Problem description — Return all of the data exactly as given.
-.-.-
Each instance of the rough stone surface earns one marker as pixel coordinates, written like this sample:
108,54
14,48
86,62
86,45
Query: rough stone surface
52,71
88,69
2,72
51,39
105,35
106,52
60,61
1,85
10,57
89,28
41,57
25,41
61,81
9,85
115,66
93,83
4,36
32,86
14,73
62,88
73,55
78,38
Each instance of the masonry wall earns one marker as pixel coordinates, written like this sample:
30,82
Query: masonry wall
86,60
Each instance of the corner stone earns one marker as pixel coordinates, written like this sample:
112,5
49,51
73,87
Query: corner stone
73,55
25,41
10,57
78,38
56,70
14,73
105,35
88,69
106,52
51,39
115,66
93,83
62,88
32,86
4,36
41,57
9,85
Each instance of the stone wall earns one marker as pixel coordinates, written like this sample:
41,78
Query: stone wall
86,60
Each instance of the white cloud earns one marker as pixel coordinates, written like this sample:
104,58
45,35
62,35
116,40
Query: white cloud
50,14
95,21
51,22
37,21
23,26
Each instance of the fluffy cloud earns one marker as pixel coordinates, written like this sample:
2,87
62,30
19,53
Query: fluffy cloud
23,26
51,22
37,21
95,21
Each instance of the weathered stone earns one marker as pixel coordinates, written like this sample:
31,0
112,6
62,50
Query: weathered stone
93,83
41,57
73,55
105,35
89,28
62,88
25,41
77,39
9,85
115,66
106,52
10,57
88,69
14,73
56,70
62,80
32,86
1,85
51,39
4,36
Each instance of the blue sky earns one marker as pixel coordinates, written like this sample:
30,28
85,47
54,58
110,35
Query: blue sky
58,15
-.-.-
Answer to this problem —
Each instance of the rough stone surface earns one marker as pixel coordinates, written like this sample:
108,54
14,48
86,62
86,45
Query: rough stone surface
52,71
88,69
2,72
51,39
105,35
106,52
60,61
1,85
10,57
89,28
41,57
25,41
61,81
9,85
115,66
93,83
4,36
32,86
14,73
62,88
73,55
78,38
Each instance of the masonry wall earns one marker as pixel coordinates, written like this sample:
30,82
Query: masonry wall
86,60
Each instance of the corner stone earns one marker as pixel coordinates, written like this sample:
112,5
49,51
73,87
Query: corner stone
73,55
25,41
10,57
78,38
56,70
14,73
105,35
88,69
106,52
51,39
115,66
93,83
62,88
32,86
4,36
41,57
9,85
Each instance of the stone wall earns one marker as pixel coordinates, written like this sample:
41,78
Query: stone wall
86,60
Each instance of the white cloud earns one marker as pixel coordinates, written like this sample:
104,58
45,35
62,35
116,40
Query: white cloud
50,14
95,21
51,22
37,21
23,26
Each instance of the fluffy cloud earns one marker as pixel coordinates, written like this sample:
2,87
62,30
19,53
Query: fluffy cloud
23,26
51,22
37,21
95,21
Each instance of the weathered stone earns one marker as pixel coordinates, written like this sample:
31,0
112,6
62,50
Query: weathered stone
93,83
41,57
73,55
105,35
89,28
62,88
25,41
77,39
9,85
115,66
106,52
10,57
88,69
14,73
56,70
62,80
32,86
1,85
51,39
4,36
Each instance of the blue sky earns one marker as pixel coordinates, written like this sample:
30,28
85,47
54,58
110,35
Query: blue sky
58,15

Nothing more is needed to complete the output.